_Exercise directions_
Write the next part of the personal essay "Forgetting," starting right after its last sentence.

_Supplied passage_

++++

Forgetting

1.

It is almost Throwback Thursday again. I look down at my cracked iPhone that I feel too busy and too lazy to get fixed. I look at photos from this weekend when I was trying to forget The Thing That Made Me Want To Cry and I think I don’t want to share a photo of myself right now. I think about my mother’s scarf that my sister gave me that she never washed that still smells like her that makes me cry and smile at the same time, which is the kind of thing you can never really capture with words or a photograph. I think that I want to tweet about something but hundreds of people are dead in Mexico, Hurricane Maria is terrorizing Puerto Rico and healthcare that has kept a lot of people alive might actually not be around too much longer even if the news keeps up at this pace. I wonder if it is a good thing to forget how to tweet. I think that this could be a clever thing to tweet because it would be meta and then my train comes and I don’t have Wi-Fi anymore and it’s just as well that the moment passed.

2.

Last Thursday, my friend’s husband called me to tell me that the man who took care of my house in Austin was dead. The last time I had emailed Chuck was to ask him how he was, because Hurricane Harvey was terrorizing Texas and I was worried about my little aging house but I was more worried about my friends and I counted him in that number even if I’m not sure he knew it. Chuck wore big glasses like my Dad, and he spoke without inflection or accent, also like my Dad. As it happened, I met Chuck three years after my father died by suicide and a year after my mother died from cervical cancer. I did not believe I had tears left to shed or things left to write or feelings left to feel about possessions. I still felt stuff, emotions — almost. But generally, I just was a walking fog of sad. My problem then was that I could not stop remembering everything. I carried the past in my hair, on my shoulders, on my bookshelves, in my closets. When I spoke to Chuck’s good friend who called everyone that Chuck had taken care of like he had taken care of me — some dozens of people — I remembered meeting him at the house. It smelled like my dead dog, Cleo. My sad self haunted the place like a ghost. I can see us now, me looking at him blinking hard at me while I tried to explain why, exactly, I’d left everything in the house like I was just headed around the corner even though I’d packed most of the things I needed (books, clothes, journals) and driven them to Washington D.C. He was a good man, Chuck. He did not make small talk. He did not beat around the bush. Every once in awhile, he would send me a photo of a beach he was trying to get to know. He struck me as someone who worked diligently at being good in a world that was crooked. This is what will make it hard to forget that he was murdered.

++++

_Saved entries_
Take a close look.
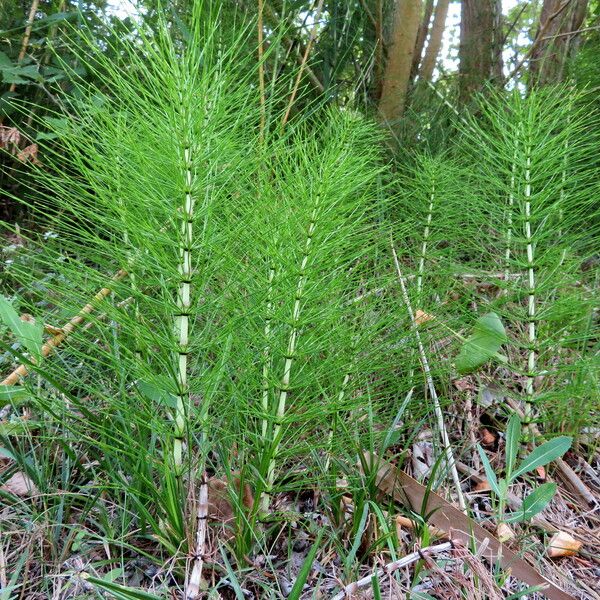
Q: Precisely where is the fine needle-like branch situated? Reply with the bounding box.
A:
[392,244,467,511]
[331,542,455,600]
[0,269,127,385]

++++

_Exercise answer_
3.

Grief makes me foggy, though I have become more forgetful in general. I worry this will show up in my writing and it has already manifested in some weird misspellings. But where I feel it most is my heart, the part of me that clings to memory, that is so sentimental. I worry that I will forget the beautiful and painful things that shape me, that have shaped me. I worry that I will forget that even when I lose people and I don’t get to say goodbye that there are all these amazing people in my life who love me who make me laugh, who do post several Throwback Thursday selfies unapologetically before it’s even Thursday. One good thing has come from becoming more forgetful, maybe two. Used to be I was so afraid of life and the powerful strangers in it that I figured it was better to act silent and mysterious, to make myself scarce, than to write something like this and just write it on out. The other thing is: Forgetting yourself gives you courage.